» Esercizi:
A - Quale casa editrice ha pubblicato il saggio di Francesco Postorino presentato nel testo su Carlo Antoni?
B - Trascrivi esattamente il tratto del testo su Carlo Antoni che va da "IL LIBERISMO FILOSOFICO" fino a "(ri)fondato da Croce.".
C - Prosegui il testo su Carlo Antoni a partire dal punto in cui si interrompe.

» Testo fornito:
▶

IL LIBERISMO FILOSOFICO DI CARLO ANTONI
“Carlo Antoni, un filosofo liberista” è il bel saggio, edito da Rubbettino,
di Francesco Postorino, Ph.D in
filosofia politica e morale, che tra Reggio Calabria e Parigi ha approfondito
il pensiero di un vero e proprio Carneade
della filosofia politica italiana novecentesca che, dagli anni 40 alla fine
degli anni 50, ha dato corpo ad una originale interpretazione progressiva e
liberante del liberalismo e del liberismo, purtroppo poco nota. Riflessione che
lo inserisce a pieno titolo in quella corrente culturale minoritaria e
vivacissima della temperie liberale che da Salvemini giunge a Marco Pannella. E
proprio del partito radicale di Mario
Pannunzio il triestino Carlo Antoni fu uno dei fondatori, aderendo alla
diaspora di sinistra del partito liberale
(ri)fondato da Croce.

◀

» Voci fornite:

▶

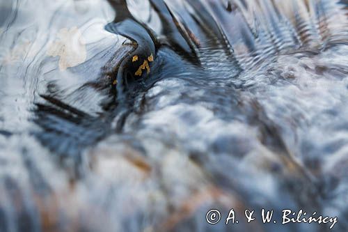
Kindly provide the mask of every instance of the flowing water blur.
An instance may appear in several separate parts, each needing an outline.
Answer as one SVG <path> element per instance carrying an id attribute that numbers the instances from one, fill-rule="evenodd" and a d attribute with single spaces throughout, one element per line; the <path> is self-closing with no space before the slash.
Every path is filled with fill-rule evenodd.
<path id="1" fill-rule="evenodd" d="M 347 231 L 347 3 L 0 1 L 0 231 Z"/>

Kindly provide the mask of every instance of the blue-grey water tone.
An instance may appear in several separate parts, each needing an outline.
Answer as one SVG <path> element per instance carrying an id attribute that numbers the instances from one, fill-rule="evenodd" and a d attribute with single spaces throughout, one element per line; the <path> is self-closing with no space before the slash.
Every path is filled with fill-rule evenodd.
<path id="1" fill-rule="evenodd" d="M 1 232 L 347 231 L 347 1 L 0 1 Z"/>

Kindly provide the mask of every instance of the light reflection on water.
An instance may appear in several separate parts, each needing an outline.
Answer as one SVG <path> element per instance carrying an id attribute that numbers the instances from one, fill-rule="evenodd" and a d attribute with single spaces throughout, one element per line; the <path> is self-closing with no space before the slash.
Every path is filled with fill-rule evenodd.
<path id="1" fill-rule="evenodd" d="M 231 229 L 206 224 L 212 208 L 315 210 L 347 230 L 345 5 L 166 2 L 199 62 L 129 1 L 167 45 L 125 104 L 110 80 L 132 47 L 104 30 L 106 1 L 0 3 L 0 231 Z"/>

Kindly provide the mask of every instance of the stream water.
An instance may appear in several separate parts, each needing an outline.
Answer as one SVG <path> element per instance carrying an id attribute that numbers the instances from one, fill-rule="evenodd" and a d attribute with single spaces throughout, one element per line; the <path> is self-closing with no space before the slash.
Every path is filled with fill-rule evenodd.
<path id="1" fill-rule="evenodd" d="M 347 231 L 347 4 L 0 1 L 0 231 Z"/>

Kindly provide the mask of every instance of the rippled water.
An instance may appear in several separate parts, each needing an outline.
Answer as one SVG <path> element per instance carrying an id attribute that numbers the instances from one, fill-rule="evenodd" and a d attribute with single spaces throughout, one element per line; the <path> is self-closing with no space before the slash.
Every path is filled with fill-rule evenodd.
<path id="1" fill-rule="evenodd" d="M 346 231 L 347 4 L 1 1 L 0 231 Z"/>

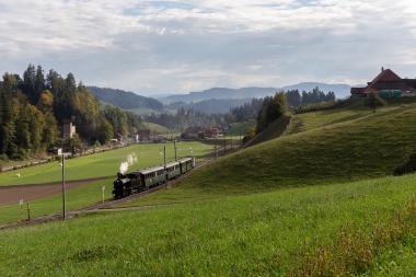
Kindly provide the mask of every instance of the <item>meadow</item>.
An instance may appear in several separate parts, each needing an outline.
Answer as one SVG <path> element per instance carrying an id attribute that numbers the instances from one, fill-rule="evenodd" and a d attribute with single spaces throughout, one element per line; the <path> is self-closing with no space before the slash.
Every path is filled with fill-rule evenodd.
<path id="1" fill-rule="evenodd" d="M 414 103 L 294 115 L 118 207 L 136 210 L 2 230 L 0 275 L 415 276 L 416 175 L 392 176 L 415 118 Z"/>
<path id="2" fill-rule="evenodd" d="M 415 181 L 309 186 L 3 230 L 0 275 L 414 276 Z"/>
<path id="3" fill-rule="evenodd" d="M 67 210 L 74 210 L 102 201 L 102 186 L 105 186 L 105 200 L 113 198 L 113 182 L 116 173 L 119 172 L 122 163 L 126 162 L 127 155 L 132 153 L 137 157 L 137 162 L 130 165 L 130 170 L 143 169 L 147 166 L 163 164 L 163 148 L 166 147 L 166 161 L 175 159 L 173 143 L 148 143 L 134 145 L 126 148 L 96 153 L 74 159 L 68 159 L 65 162 L 66 181 L 85 180 L 93 177 L 104 177 L 103 180 L 92 182 L 85 186 L 69 189 L 66 192 Z M 212 155 L 212 145 L 201 142 L 177 142 L 177 158 L 194 155 L 197 161 Z M 16 174 L 20 174 L 20 177 Z M 62 168 L 60 162 L 50 162 L 47 164 L 21 169 L 19 171 L 4 172 L 0 174 L 0 185 L 24 185 L 42 184 L 49 182 L 61 182 Z M 59 185 L 59 184 L 58 184 Z M 24 206 L 24 219 L 27 219 L 26 201 Z M 45 215 L 55 215 L 62 212 L 61 194 L 30 203 L 31 217 Z M 10 206 L 0 206 L 0 224 L 20 221 L 22 218 L 19 203 Z"/>
<path id="4" fill-rule="evenodd" d="M 175 159 L 174 143 L 138 143 L 116 150 L 66 159 L 66 180 L 84 180 L 93 177 L 116 176 L 122 163 L 129 154 L 136 154 L 137 162 L 130 170 L 143 169 L 163 164 L 163 148 L 166 147 L 166 161 Z M 195 155 L 197 160 L 212 154 L 212 146 L 201 142 L 177 142 L 176 155 Z M 0 174 L 1 185 L 24 185 L 60 182 L 62 180 L 61 162 L 50 162 L 42 165 L 20 169 Z M 16 174 L 20 174 L 18 177 Z"/>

◀

» Le risposte:
A - Rubbettino.

B -
IL LIBERISMO FILOSOFICO DI CARLO ANTONI
“Carlo Antoni, un filosofo liberista” è il bel saggio, edito da Rubbettino,
di Francesco Postorino, Ph.D in
filosofia politica e morale, che tra Reggio Calabria e Parigi ha approfondito
il pensiero di un vero e proprio Carneade
della filosofia politica italiana novecentesca che, dagli anni 40 alla fine
degli anni 50, ha dato corpo ad una originale interpretazione progressiva e
liberante del liberalismo e del liberismo, purtroppo poco nota. Riflessione che
lo inserisce a pieno titolo in quella corrente culturale minoritaria e
vivacissima della temperie liberale che da Salvemini giunge a Marco Pannella. E
proprio del partito radicale di Mario
Pannunzio il triestino Carlo Antoni fu uno dei fondatori, aderendo alla
diaspora di sinistra del partito liberale
(ri)fondato da Croce.

C -
E Croce fu il maestro
cui Antoni riconobbe, tra l’altro, la specificità di uno storicismo politico che aveva essenzialmente il senso di depoliticizzare, demitizzandola, la
trascendenza e l’utopia astratta - e per
alcuni scientifica - capace solo di
asservire le libere dinamiche dello spirito
umano – e, quindi, del reale – ad
un progetto, ad una pianificazione “intelligente” che prometteva la
realizzazione di un prossimo paradiso
terrestre, scevro dai conflitti e dall’alea della contingenza politica ed
economica.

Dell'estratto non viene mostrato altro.